▸ **Esercizio**
Riprendi il testo sul romanzo di Gesuino Némus e prosegui dopo l'ultima frase riportata.

▸ **Brano del documento**
──────────
La Torre di Pisa. E se avesse ragione lei? Tranquilli, non è il caldo agostano ad aver infierito sulle mie capacità, ma è una riflessione che – se mi darete la possibilità di argomentare – converrete con me ha molto senso, e che nasce dalle pagine di “La donna che uccideva le fate” (Elliot, 224 pp.), il nuovo romanzo di Gesuino Némus.

Nel piccolo paese di Telévras non accade nulla. O quasi. Il comune è ancora commissariato; Gonario Manizàre, presidente della cooperativa dei produttori di latte e uomo dedito alla pratica de s’afferra afferra, ha deciso di buttarsi in politica a suon di cùmbidi; gli allevatori, allo stremo a causa del prezzo del latte di pecora troppo basso, discutono su come ottenere dalla politica qualcosa in più di un gesto di solidarietà, tanto interessato quanto inutile; Gioacchino Dicciòsu – che pure nel ’69 aveva partecipato alla rivolta di Pratobello – ammonisce sull’inutilità della lotta, che “schiavi eravamo allora e quello siamo rimasti”; il maresciallo della benemerita Ettore Tigàssu conta le stecche che lo separano dal 2037, quando finalmente potrà andare in congedo; e quel pazzo bugiardo di Gesuino Némus – il personaggio, non l’autore! –, dopo aver promesso di scrivere un romanzo sul paese e la sua gente, è sparito.
──────────
Dati di ancoraggio tra testo e regione
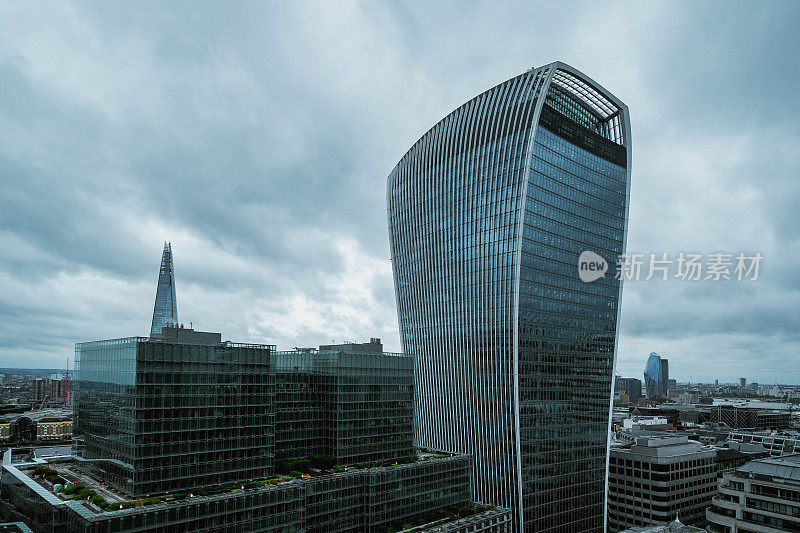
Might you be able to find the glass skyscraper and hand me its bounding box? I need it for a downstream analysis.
[150,242,178,335]
[644,352,669,400]
[387,63,631,532]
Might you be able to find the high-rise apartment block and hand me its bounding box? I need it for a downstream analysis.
[706,454,800,533]
[73,327,275,496]
[150,242,178,335]
[386,62,631,532]
[614,376,642,403]
[644,352,669,400]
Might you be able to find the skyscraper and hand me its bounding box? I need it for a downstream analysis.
[661,357,669,396]
[150,242,178,335]
[644,352,667,400]
[387,62,631,532]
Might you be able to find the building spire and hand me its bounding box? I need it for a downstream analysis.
[150,241,178,335]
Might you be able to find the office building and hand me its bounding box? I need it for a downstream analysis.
[73,326,275,496]
[644,352,669,400]
[614,376,642,403]
[387,62,631,532]
[726,431,800,457]
[33,378,49,407]
[0,320,512,533]
[608,435,717,532]
[150,242,178,335]
[706,454,800,533]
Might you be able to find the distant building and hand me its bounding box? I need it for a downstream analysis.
[271,339,414,465]
[644,352,667,400]
[727,431,800,457]
[319,337,383,354]
[49,374,67,404]
[0,326,512,533]
[614,376,642,403]
[73,327,275,496]
[386,62,631,532]
[608,435,716,532]
[706,455,800,533]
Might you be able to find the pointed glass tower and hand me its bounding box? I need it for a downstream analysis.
[150,242,178,335]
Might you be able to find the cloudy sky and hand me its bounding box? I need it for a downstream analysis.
[0,1,800,383]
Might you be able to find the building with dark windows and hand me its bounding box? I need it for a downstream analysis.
[150,242,178,335]
[706,454,800,533]
[73,327,275,496]
[614,376,642,403]
[319,337,383,354]
[644,352,668,400]
[0,327,512,533]
[608,435,717,532]
[387,63,631,532]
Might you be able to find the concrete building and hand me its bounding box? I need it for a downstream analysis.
[386,62,631,531]
[706,454,800,533]
[614,376,642,403]
[608,435,716,532]
[0,450,511,533]
[727,431,800,457]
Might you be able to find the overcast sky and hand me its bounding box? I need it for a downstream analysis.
[0,1,800,383]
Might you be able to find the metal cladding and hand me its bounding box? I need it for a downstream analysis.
[644,352,667,400]
[150,242,178,335]
[387,63,631,531]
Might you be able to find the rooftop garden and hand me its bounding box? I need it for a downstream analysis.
[377,505,494,533]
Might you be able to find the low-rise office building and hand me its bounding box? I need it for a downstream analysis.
[706,454,800,533]
[608,435,716,531]
[0,326,511,533]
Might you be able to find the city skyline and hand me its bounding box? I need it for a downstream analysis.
[0,4,800,383]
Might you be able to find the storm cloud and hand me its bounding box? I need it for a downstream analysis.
[0,2,800,383]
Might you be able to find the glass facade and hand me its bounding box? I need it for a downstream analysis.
[73,337,275,496]
[150,242,178,335]
[387,63,630,532]
[644,352,667,400]
[274,351,414,465]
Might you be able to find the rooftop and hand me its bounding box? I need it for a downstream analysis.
[4,450,460,516]
[736,454,800,482]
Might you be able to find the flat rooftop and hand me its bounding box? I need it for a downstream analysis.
[6,450,461,514]
[736,454,800,483]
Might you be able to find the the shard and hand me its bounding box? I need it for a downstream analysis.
[150,242,178,335]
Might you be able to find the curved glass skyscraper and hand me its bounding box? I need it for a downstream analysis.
[387,63,631,532]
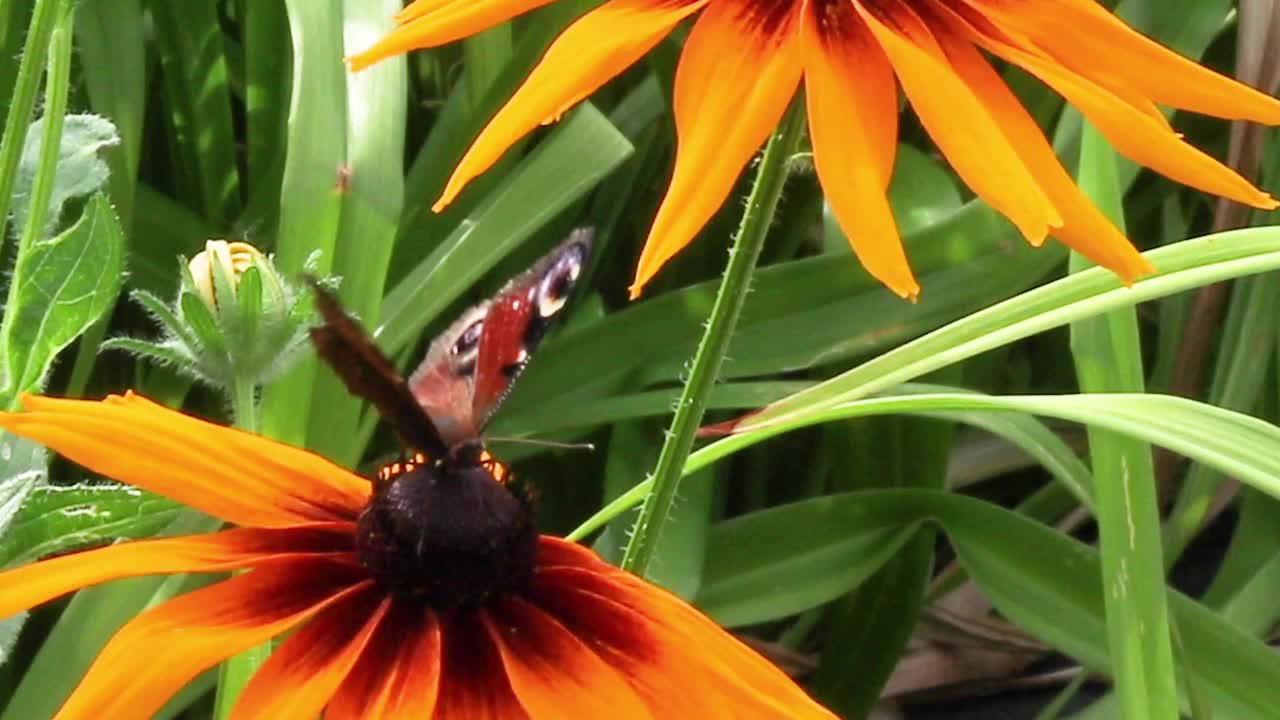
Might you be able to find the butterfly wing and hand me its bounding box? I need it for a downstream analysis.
[408,228,593,447]
[307,278,448,457]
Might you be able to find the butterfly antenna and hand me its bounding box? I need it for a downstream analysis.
[484,436,595,452]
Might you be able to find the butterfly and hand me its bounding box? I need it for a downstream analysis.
[310,228,593,609]
[311,228,593,466]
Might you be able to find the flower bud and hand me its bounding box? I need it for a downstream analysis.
[187,240,266,313]
[105,240,322,397]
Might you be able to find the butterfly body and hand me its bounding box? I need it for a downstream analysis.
[311,229,591,602]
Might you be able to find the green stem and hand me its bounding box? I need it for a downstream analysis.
[622,102,804,575]
[0,0,61,246]
[0,3,73,410]
[232,379,259,433]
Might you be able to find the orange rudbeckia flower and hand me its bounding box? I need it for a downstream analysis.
[0,395,833,720]
[349,0,1280,297]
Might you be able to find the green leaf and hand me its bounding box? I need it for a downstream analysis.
[0,193,124,406]
[695,506,916,628]
[0,611,27,665]
[1070,124,1178,720]
[740,228,1280,432]
[376,102,632,355]
[0,484,182,568]
[705,489,1280,717]
[13,115,120,234]
[686,393,1280,497]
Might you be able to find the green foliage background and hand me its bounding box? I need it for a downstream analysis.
[0,0,1280,720]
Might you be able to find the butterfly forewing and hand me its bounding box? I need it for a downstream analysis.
[408,228,591,446]
[307,278,448,457]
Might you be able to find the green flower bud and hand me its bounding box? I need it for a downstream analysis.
[105,240,322,414]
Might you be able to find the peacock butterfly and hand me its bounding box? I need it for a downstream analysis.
[311,228,593,610]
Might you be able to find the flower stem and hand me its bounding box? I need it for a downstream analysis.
[0,0,63,245]
[622,102,804,575]
[214,378,262,720]
[232,378,259,433]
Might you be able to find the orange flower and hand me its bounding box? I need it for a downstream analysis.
[0,395,833,720]
[349,0,1280,297]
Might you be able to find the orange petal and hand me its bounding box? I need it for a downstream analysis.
[325,603,440,720]
[933,5,1152,282]
[0,523,355,618]
[803,1,920,299]
[433,0,707,213]
[0,393,369,527]
[485,598,650,720]
[965,8,1280,210]
[347,0,553,72]
[232,587,392,720]
[969,0,1280,126]
[55,562,371,720]
[530,538,835,720]
[433,611,529,720]
[854,1,1062,245]
[631,0,801,297]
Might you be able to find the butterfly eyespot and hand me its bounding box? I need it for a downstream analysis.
[538,254,582,318]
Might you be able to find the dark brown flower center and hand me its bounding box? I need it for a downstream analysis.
[356,453,538,610]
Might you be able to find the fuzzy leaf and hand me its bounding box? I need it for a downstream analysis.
[0,484,182,568]
[13,115,120,228]
[0,193,124,406]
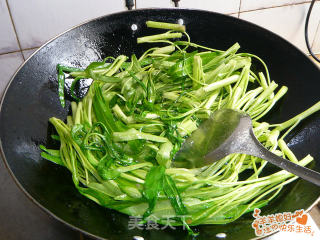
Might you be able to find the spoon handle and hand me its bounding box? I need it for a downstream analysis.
[253,131,320,186]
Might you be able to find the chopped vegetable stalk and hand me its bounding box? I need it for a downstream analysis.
[40,21,320,234]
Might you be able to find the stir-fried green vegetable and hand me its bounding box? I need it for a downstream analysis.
[41,21,320,234]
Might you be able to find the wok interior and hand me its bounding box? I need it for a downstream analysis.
[0,9,320,240]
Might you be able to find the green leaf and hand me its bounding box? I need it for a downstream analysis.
[143,166,165,218]
[41,152,65,166]
[163,174,188,216]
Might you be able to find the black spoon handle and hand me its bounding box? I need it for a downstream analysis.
[250,131,320,186]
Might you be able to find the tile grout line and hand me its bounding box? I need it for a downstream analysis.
[238,0,242,18]
[6,0,26,61]
[239,0,320,14]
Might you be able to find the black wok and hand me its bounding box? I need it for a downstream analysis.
[0,9,320,240]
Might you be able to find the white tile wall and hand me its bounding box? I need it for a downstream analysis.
[0,0,19,54]
[0,52,23,97]
[136,0,240,14]
[240,2,320,52]
[312,22,320,54]
[240,0,310,11]
[0,0,320,100]
[22,48,38,60]
[8,0,125,49]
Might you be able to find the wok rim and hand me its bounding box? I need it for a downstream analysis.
[0,7,320,240]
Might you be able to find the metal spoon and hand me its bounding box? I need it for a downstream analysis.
[173,109,320,186]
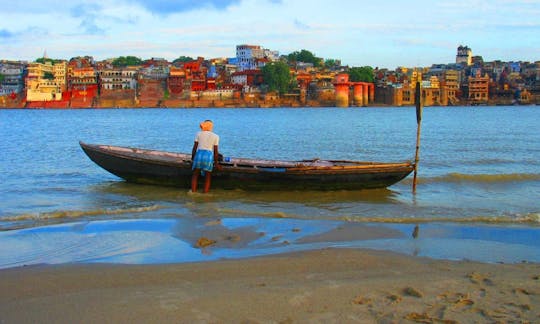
──────────
▸ **Risposta**
Tutto gravita attorno alla “Pubblica Mescita Cannonau & basta”, agorà di questo microcosmo di nemmeno mille anime nel cuore dell’Ogliastra, prossimo ai Tacchi ma a 25 chilometri dal mare il cui blu si riesce a vedere.

A Telévras, dicevamo, non accade nulla o quasi. Per esempio, accade che il vecchio Digiòsu viene trovato ucciso dal suo servo pastore: qualcuno gli ha sparato alla schiena con un fucile da caccia a canne lisce, e capirete bene quale elemento di indagine sia in un territorio in cui ci sono più fucili che residenti. I beni – e con essi anche i debiti del defunto – dovrebbero passare alla sorella Elvira, unica parente in vita, ritenuta però incapace di intendere e di volere poiché, settant’anni prima, ha affogato nel fiume la propria unica figlia di pochi mesi; una vecchia folle che vive tra un rudere sul greto del fiume e l’abbandonata Gairo Vecchia.

In quella che già si preannuncia una tragedia farsesca, si inserirà l’arrivo dalla Svizzera di un famoso docente universitario di Psicologia Clinica, il professor Marco Venturini, convinto di voler acquistare una casa a un euro in cui trasferirsi per almeno sei mesi l’anno, e convincere i residenti – del paese prima, e della Sardegna poi – della bontà di trasformare la Sardegna nel Ventisettesimo Cantone Svizzero, quello Marittimo.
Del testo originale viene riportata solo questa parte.